----- Task inputs -----
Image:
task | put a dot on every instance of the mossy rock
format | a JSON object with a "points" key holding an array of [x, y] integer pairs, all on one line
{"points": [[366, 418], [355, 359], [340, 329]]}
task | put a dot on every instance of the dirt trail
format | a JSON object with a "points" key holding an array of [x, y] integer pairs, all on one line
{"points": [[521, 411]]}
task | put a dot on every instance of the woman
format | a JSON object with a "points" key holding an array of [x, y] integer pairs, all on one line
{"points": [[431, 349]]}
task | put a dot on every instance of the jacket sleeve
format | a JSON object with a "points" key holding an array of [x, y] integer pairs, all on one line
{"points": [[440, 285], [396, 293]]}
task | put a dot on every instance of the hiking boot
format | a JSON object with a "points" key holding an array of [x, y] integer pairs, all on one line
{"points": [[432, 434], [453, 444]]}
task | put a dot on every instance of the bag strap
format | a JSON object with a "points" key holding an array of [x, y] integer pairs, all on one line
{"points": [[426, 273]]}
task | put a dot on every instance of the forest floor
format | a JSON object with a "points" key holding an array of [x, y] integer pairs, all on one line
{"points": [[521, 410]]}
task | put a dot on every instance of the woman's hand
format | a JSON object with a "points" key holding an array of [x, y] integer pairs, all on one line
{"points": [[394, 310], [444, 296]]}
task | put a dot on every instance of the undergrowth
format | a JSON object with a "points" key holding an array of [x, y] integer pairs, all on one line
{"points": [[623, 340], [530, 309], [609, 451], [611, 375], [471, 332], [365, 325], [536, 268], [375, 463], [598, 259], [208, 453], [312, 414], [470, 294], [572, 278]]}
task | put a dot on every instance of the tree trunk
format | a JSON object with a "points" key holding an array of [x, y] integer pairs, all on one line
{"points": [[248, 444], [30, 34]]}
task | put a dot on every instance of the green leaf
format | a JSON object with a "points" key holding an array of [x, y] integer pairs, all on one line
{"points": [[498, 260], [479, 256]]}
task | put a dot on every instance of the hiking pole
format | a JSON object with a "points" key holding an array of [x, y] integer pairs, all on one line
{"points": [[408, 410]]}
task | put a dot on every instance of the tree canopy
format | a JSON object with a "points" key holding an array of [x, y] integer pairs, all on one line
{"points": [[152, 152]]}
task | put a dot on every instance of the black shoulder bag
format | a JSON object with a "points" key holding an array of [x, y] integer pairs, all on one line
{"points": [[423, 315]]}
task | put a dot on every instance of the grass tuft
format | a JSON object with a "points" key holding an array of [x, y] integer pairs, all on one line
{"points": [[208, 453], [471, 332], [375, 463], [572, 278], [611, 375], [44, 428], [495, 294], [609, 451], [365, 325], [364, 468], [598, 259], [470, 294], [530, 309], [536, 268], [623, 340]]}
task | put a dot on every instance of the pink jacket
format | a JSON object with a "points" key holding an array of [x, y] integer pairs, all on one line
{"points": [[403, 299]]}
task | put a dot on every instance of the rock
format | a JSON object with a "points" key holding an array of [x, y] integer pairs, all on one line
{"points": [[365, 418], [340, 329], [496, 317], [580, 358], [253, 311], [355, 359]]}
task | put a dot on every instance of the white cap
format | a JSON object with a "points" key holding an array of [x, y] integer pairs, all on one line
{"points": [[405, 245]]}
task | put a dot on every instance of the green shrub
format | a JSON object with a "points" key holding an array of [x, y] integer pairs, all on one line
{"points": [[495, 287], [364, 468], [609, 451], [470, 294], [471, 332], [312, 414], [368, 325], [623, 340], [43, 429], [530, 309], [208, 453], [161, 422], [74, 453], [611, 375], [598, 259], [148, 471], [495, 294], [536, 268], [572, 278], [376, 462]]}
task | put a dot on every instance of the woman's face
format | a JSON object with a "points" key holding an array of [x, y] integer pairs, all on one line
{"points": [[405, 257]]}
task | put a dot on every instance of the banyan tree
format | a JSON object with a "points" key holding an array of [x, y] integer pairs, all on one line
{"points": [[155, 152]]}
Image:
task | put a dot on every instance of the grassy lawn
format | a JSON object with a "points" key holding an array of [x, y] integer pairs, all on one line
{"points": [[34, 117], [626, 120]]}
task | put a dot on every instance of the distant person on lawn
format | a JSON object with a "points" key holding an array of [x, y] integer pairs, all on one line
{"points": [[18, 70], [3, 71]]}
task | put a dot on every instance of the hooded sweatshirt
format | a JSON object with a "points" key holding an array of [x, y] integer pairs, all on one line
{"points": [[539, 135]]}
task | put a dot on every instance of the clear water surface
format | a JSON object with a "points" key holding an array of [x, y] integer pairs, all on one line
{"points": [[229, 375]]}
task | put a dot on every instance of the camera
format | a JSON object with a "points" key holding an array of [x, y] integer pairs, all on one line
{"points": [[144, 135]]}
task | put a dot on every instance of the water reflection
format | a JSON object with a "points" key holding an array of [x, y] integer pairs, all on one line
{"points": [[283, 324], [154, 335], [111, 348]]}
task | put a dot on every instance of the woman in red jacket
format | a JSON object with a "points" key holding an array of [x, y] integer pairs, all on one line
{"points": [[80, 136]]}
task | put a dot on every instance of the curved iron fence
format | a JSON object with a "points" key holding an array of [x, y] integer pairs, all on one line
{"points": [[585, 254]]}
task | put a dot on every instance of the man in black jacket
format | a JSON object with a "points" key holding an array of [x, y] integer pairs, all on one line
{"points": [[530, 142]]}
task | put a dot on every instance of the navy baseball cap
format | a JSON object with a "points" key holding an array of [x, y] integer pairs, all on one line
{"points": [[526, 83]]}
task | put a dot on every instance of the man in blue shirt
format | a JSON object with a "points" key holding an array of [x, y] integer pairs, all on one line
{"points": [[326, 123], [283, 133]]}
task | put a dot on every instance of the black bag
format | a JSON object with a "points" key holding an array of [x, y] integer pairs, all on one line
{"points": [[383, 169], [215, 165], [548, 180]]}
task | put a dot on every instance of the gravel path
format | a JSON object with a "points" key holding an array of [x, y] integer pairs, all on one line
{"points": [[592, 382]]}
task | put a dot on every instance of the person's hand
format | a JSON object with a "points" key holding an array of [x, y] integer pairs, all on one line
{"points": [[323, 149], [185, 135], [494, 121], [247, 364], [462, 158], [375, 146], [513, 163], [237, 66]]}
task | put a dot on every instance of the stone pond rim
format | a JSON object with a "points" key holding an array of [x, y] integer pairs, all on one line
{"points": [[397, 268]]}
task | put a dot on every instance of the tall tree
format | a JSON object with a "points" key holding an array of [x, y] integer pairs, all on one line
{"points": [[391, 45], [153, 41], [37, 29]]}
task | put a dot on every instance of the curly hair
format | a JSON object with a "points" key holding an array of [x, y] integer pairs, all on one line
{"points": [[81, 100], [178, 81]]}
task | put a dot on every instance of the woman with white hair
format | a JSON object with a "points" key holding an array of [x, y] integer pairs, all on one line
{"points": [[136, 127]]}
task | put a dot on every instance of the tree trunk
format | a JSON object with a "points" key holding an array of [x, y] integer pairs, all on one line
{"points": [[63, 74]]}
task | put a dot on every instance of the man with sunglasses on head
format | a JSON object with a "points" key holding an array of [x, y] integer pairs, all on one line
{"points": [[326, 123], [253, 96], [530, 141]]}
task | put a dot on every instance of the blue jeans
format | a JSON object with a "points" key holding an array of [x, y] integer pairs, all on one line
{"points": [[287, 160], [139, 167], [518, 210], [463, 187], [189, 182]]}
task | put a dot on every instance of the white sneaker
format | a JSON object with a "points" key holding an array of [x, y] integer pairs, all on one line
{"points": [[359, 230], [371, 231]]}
-----
From the records above, extract each line exactly as shown.

Image:
task | put a dot on every instance of the mossy rock
format | a JSON object with a "points" key holding an array of [x, y] integer pairs, all on one line
{"points": [[366, 418], [355, 359], [340, 329]]}
task | put a dot on every instance of the dirt trail
format | a JSON object with a "points" key holding an array of [x, y] integer pairs, all on one line
{"points": [[521, 411]]}
task | put a dot on every instance of the woman
format | a JSON object with a "points" key holding an array of [x, y] integer pairs, all on one line
{"points": [[431, 349]]}
task | put a dot on every instance of the jacket sleeve
format | a JSON object with a "points" key holding an array of [x, y] integer pairs, all on one line
{"points": [[440, 285], [396, 293]]}
task | put a dot on every instance of the hiking boot
format | a JSON object with a "points" key holding an array of [x, y] integer pairs, all on one line
{"points": [[432, 434], [453, 444]]}
task | put a dot on every instance of the bag strap
format | a JSON object with a "points" key holding an array of [x, y] integer pairs, all on one line
{"points": [[426, 273]]}
task | put a dot on every instance of the forest floor
format | a JSON object with a "points" key holding an array of [x, y] integer pairs, all on one line
{"points": [[521, 410]]}
task | put a dot on every instance of the woman's hand
format | a JSON object with a "points" key holding an array of [x, y] integer pairs, all on one line
{"points": [[394, 310], [444, 296]]}
task | put a dot on every instance of the undergrowth
format | a JSON object with a "points" key holding an array of [x, y] integer pairs, all on one line
{"points": [[623, 340], [530, 309], [609, 451], [611, 375], [471, 332], [365, 325], [536, 268], [375, 463], [598, 259], [208, 453], [312, 414], [470, 294], [572, 278]]}
task | put a dot on every instance of the tree trunk
format | a JSON object with a "points" key holding an array of [x, y] integer pairs, all on one line
{"points": [[248, 444], [30, 34]]}
task | put a dot on every instance of the green leaf
format | a JSON object with a "points" key holding an array of [x, y] integer pairs, all on one line
{"points": [[498, 260], [479, 256]]}
task | put a dot on every instance of the hiking pole
format | a JSON object with a "points" key holding an array of [x, y] integer pairs, all on one line
{"points": [[408, 410]]}
task | put a dot on every instance of the tree canopy
format | a JSON object with a "points" key holding an array of [x, y] integer pairs, all on one line
{"points": [[152, 152]]}
task | put a dot on every instance of the black shoulder bag
format | a JSON object with a "points" key holding an array of [x, y] integer pairs, all on one line
{"points": [[423, 315]]}
task | put a dot on every instance of the grass tuft
format | a JSON object with a "points" key holding an array of [x, y] integer pairs, all on one line
{"points": [[208, 453], [471, 332], [375, 463], [572, 278], [611, 375], [44, 428], [495, 294], [609, 451], [365, 325], [364, 468], [598, 259], [470, 294], [530, 309], [536, 268], [623, 340]]}
task | put a dot on every instance of the pink jacket
format | a JSON object with a "points" key holding an array of [x, y] integer pairs, all on one line
{"points": [[403, 299]]}
task | put a dot on every instance of the rock
format | a JSON object with a "points" key holding an array of [x, y] integer pairs, all on one line
{"points": [[365, 418], [340, 329], [496, 317], [580, 358], [253, 311], [355, 359]]}
task | put a dot on every instance of the white cap
format | a JSON object with a "points" key holding an array of [x, y] integer pairs, all on one line
{"points": [[405, 245]]}
task | put a dot on every instance of the green shrub
format | a JSON object with a "points" key holding an array of [x, y] integer pairs, all on one line
{"points": [[495, 287], [364, 468], [609, 451], [470, 294], [471, 332], [312, 414], [368, 325], [623, 340], [43, 429], [530, 309], [208, 453], [161, 422], [74, 453], [611, 375], [598, 259], [148, 471], [495, 294], [536, 268], [572, 278], [376, 462]]}
task | put a dot on every instance of the woman's face
format | a JSON object with a "points" key holding an array of [x, y] integer pairs, all on one line
{"points": [[405, 257]]}
task | put a dot on every instance of the banyan tree
format | a JSON object with a "points" key holding an array of [x, y] integer pairs, all on one line
{"points": [[155, 152]]}
Image:
task | put a dot on every instance of the grassy lawn
format | a JSON object with a "points" key holding an array of [x, y] integer pairs, all on one line
{"points": [[34, 117], [626, 120]]}
task | put a dot on every instance of the distant person on lawn
format | a JSON object with a "points" key holding an array of [x, y] integer pairs, all on one line
{"points": [[18, 70], [3, 71]]}
task | put a dot on every instance of the hooded sweatshirt
format | a JSON object with a "points" key holding an array of [x, y] integer pairs, all on one line
{"points": [[539, 135]]}
task | put a dot on every instance of the clear water surface
format | a JSON object with a "points" key holding an array of [x, y] integer pairs, all on one line
{"points": [[229, 375]]}
task | put a dot on every instance of the camera
format | a JSON object with a "points" key holding an array of [x, y] integer pairs, all on one line
{"points": [[144, 135]]}
task | put a dot on every instance of the water reflection
format | a JSON object with a "points" key holding an array of [x, y] integer pairs, all on one line
{"points": [[283, 324], [154, 335], [111, 348]]}
task | put a dot on every instance of the woman in red jacket
format | a JSON object with a "points" key holding an array of [x, y] integer pairs, all on one line
{"points": [[80, 136]]}
task | put a dot on every instance of the curved iron fence
format | a JSON object with a "points" key holding an array of [x, y] integer pairs, all on one line
{"points": [[585, 254]]}
task | put a dot on every instance of the man in black jacket
format | a JSON object with a "points" key holding an array of [x, y] integer pairs, all on one line
{"points": [[530, 142]]}
task | put a dot on every instance of the navy baseball cap
format | a JSON object with a "points" key holding an array of [x, y] integer pairs, all on one line
{"points": [[526, 83]]}
task | put a dot on every instance of the man in blue shirt
format | a JSON object with a "points" key holding an array of [x, y] integer pairs, all on one line
{"points": [[326, 123], [283, 133]]}
task | put a dot on every instance of the black bag
format | a JSON object with a "points" key holding an array of [x, y] integer pairs, all on one line
{"points": [[383, 169], [215, 165], [548, 180]]}
task | put a dot on every instance of the gravel path
format | a JSON object with a "points" key holding an array of [x, y] integer pairs, all on one line
{"points": [[592, 382]]}
task | put a dot on every instance of the person's hand
format | a JSON object with a "points" key holding an array of [x, y] integer pairs, all on one line
{"points": [[323, 149], [185, 135], [494, 121], [247, 364], [462, 158], [375, 146], [513, 163], [237, 66]]}
task | put a dot on every instance of the stone pond rim
format | a JSON object with a "points" key holding an array of [x, y] integer pairs, all on one line
{"points": [[397, 268]]}
task | put a dot on every instance of the tall tree
format | a JSON object with a "points" key holding an array of [x, y] integer pairs, all on one line
{"points": [[391, 45], [153, 41], [37, 29]]}
task | put a dot on every instance of the curly hair
format | a JSON object with a "points" key holding an array of [x, y] integer pairs, all on one line
{"points": [[81, 100], [178, 81]]}
task | put a dot on every instance of the woman with white hair
format | a JSON object with a "points" key holding an array of [x, y] integer pairs, all on one line
{"points": [[136, 127]]}
task | put a dot on every instance of the tree trunk
format | a JSON object with a "points" key holding an array of [x, y] integer pairs, all on one line
{"points": [[63, 74]]}
task | put a dot on every instance of the man with sunglasses on head
format | a JSON object with a "points" key holding an array of [x, y] integer pairs, all on one line
{"points": [[326, 123], [253, 96], [530, 141]]}
task | put a dot on every instance of the blue jeans
format | a JSON object with a "points" key holding an array of [x, y] integer pairs, all on one line
{"points": [[287, 160], [139, 167], [518, 210], [463, 187], [189, 182]]}
task | put a dot on every instance of the white sneaker
format | a JSON object with a "points" key holding an array of [x, y] integer pairs, all on one line
{"points": [[359, 230], [371, 231]]}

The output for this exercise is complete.